» TEXT PROVIDED:
That's the way I was taught, though which term I would use for a mixture would depend on the relative proportions of each.


----------



## Egmont

Smc6288 said:


> ... I was born and raised in America and never once did I make that distinction between garbage and trash. The two words are completely interchangeable today in the U.S. ...


I think "in the U.S." is far to broad a statement. There are regional factors at work here. I was raised mostly in one part of the U.S., where this distinction was not made. Then I moved to another region, where the distinction was observed in everyday speech. People would look at you strangely if you referred to a piece of waste paper as "garbage." 

The most one can say is that in a specific part of the U.S., where a poster lives or lived, the distinction is not made and the words are interchangeable. Some words are used identically throughout the U.S., but far from all of them!


----------



## stdaaviid

Thank you all for your help!

» DIRECTION 1:
Translate this sentence from the thread on garbage versus trash into Spanish: "There are regional factors at work here."
» DIRECTION 2:
In the thread on garbage versus trash, substitute "rubbish" for "trash" in the part that opens with the words containing "That's the way" and closes with "the U.S. ...", and give that part again.
» DIRECTION 3:
List every username that appears in the thread on garbage versus trash.
The lines that come next are taken from a separate source.

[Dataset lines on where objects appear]
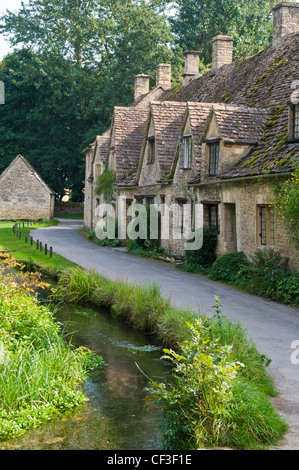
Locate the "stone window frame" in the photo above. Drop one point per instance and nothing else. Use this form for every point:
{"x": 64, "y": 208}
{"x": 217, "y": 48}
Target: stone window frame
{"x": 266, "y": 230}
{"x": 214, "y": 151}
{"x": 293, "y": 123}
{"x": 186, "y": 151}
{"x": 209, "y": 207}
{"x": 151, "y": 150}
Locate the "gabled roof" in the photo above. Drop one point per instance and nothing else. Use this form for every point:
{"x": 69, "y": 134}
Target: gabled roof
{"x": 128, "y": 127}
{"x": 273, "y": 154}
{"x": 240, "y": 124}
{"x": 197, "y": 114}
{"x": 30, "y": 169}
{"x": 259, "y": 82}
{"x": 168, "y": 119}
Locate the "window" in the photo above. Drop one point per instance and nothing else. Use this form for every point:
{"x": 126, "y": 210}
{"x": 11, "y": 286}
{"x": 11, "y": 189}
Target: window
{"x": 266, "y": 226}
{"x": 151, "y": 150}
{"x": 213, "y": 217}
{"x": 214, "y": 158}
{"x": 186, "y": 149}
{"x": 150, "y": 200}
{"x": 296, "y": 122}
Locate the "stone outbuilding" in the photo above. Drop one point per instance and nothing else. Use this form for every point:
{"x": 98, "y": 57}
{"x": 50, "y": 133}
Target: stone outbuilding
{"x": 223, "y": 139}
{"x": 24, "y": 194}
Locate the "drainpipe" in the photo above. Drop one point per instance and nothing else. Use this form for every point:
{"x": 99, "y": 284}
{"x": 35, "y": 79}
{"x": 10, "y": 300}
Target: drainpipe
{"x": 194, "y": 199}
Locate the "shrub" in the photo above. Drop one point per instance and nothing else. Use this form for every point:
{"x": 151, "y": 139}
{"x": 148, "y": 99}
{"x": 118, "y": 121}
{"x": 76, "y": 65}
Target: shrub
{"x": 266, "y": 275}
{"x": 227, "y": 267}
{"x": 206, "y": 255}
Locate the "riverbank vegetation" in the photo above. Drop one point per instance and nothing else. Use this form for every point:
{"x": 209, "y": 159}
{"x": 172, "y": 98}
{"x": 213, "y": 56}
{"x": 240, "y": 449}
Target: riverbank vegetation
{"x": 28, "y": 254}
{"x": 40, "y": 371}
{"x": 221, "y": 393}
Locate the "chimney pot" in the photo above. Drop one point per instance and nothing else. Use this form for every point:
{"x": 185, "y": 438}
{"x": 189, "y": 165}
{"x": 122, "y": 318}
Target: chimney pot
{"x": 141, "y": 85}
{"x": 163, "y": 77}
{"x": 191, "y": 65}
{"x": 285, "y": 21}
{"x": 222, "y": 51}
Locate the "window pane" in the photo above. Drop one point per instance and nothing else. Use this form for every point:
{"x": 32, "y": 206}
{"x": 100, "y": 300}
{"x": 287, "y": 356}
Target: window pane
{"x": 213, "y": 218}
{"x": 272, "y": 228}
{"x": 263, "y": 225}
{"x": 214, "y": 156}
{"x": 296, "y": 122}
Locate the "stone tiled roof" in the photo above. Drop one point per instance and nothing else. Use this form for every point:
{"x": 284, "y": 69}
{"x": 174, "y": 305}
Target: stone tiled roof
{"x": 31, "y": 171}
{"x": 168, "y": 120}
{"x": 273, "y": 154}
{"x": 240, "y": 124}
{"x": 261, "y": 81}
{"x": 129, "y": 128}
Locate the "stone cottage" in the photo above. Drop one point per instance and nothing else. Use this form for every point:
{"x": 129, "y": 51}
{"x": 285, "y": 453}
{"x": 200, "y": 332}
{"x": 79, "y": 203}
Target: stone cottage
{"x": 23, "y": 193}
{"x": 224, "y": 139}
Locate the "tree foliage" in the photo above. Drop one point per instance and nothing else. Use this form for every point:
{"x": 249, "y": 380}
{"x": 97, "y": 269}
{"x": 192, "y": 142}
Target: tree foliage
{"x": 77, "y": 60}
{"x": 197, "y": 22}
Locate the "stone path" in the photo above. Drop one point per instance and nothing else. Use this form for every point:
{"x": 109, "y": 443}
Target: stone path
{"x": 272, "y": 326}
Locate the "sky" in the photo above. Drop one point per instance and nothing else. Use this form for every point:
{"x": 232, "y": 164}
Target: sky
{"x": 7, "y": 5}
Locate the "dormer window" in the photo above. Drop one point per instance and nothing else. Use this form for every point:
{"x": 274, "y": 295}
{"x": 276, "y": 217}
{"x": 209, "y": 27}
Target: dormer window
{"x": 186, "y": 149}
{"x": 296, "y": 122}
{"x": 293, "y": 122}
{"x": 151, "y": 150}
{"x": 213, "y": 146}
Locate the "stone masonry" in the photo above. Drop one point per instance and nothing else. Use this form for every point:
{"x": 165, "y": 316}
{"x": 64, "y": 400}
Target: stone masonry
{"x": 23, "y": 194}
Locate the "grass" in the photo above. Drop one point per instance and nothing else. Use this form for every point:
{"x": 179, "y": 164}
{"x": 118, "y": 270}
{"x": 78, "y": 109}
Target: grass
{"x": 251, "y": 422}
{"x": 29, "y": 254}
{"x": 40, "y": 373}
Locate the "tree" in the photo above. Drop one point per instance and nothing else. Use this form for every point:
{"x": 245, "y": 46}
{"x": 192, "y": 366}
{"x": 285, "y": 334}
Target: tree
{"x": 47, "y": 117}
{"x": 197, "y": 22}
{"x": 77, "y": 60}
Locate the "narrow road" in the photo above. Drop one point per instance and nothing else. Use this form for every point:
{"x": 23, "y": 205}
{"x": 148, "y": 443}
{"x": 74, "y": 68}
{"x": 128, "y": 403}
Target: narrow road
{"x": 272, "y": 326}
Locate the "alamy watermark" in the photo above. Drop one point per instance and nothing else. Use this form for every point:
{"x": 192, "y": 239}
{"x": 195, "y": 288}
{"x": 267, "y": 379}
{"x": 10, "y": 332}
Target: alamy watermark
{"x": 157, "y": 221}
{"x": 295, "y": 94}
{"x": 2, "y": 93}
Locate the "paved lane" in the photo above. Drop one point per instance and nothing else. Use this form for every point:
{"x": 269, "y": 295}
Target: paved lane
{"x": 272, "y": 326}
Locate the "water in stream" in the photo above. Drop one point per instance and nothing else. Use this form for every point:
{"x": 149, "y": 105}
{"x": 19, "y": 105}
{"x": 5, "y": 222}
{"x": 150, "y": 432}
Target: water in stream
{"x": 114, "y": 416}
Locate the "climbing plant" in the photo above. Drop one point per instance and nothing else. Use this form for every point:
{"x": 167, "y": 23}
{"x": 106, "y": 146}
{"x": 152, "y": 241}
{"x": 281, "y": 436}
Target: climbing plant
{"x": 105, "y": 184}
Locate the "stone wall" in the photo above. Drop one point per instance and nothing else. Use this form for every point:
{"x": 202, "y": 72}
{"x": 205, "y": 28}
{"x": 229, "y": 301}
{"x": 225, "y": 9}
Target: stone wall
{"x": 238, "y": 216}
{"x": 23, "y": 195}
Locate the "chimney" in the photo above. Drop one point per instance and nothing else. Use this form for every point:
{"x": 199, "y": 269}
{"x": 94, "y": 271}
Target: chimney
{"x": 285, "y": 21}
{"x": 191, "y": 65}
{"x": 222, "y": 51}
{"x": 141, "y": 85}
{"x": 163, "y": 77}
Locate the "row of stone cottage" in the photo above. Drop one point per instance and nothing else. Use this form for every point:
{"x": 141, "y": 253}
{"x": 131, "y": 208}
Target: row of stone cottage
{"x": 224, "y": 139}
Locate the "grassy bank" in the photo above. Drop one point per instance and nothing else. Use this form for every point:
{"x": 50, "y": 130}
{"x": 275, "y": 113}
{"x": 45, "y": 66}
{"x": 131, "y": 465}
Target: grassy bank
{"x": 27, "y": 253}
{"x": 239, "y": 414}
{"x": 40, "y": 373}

» TASK RESULT 1:
Aquí hay factores regionales en juego.

» TASK RESULT 2:
That's the way I was taught, though which term I would use for a mixture would depend on the relative proportions of each.


----------



## Egmont

Smc6288 said:


> ... I was born and raised in America and never once did I make that distinction between garbage and rubbish. The two words are completely interchangeable today in the U.S. ...

» TASK RESULT 3:
Egmont, Smc6288, stdaaviid